The domains and social reality of corporate governance and reporting as mapping of Archer, 1996; 2007 over Bhaskar,1998; 2008, as created by the author.

In the next section, I, therefore, pursue this realist explanatory approach by discussing the silences and superficiality of CGR beyond the level of inductive and deductive logic, but at the level of abductive and retroductive logic. The latter refers to the application of critical discourse analysis about CGR practices as the subject of political interests, the materialist interests, and the related knowledge dimensions thereof in addition to how the latter two are taken upon as agency. The main claim about such an exercise is that the CGR practices, when they are subjected to a realist social program critique, then surface the discourses of use, which appears to be antithetical to the ideal of the KIV Code.

2.4 Deconstruction: The King IV code of corporate governance and reporting

Building on the growing body of knowledge about CGR should be the subject of a critique about the complexity of power relations in politics of knowledge and of being in the HETSA sector in general and in the case of HDIs. Such a project should not only be about the significance of transformation but the character of the project itself which seems to be constrained in the assumed trajectories and, as such, indicating interesting dynamics about CGR as the interplays of structure, culture and agency. This is therefore the reason for HDI cases in South Africa requiring prominence as the subject of explanatory critique in general and the cases of corporate governance crisis. Otherwise, the failure to embark on such scholarly projects would be travesty of justice to most communities who still reside in the communities where these universities are located, which is not because of a choice of their own but as part of the legacy of the racist apartheid system of South Africa. When such a system continues to be deliberately dehumanizing and brutalizing for those who should be on the receiving end about the idea of university as the public good, as evidenced in the introductory part of this Section, that calls for enhanced scholarship of engagement about such situations and how such engagement needs to be a reflexive-dialectical process, which can allow for transformative agency to emerge. In the subsequent discussion, I pursue the disjuncture between the CGR practices and the reported outcomes to possible identify the potential challenges and opportunities.

· · · · · · ·

## TASK INSTRUCTIONS
In the passage on corporate governance and reporting, people still live in the communities where these universities are located as part of the legacy of what system?

## GIVEN INFORMATION
· · · · · · ·

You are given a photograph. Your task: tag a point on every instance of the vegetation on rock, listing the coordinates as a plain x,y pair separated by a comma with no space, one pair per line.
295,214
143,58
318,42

· · · · · · ·

## IN RESPONSE
The racist apartheid system of South Africa.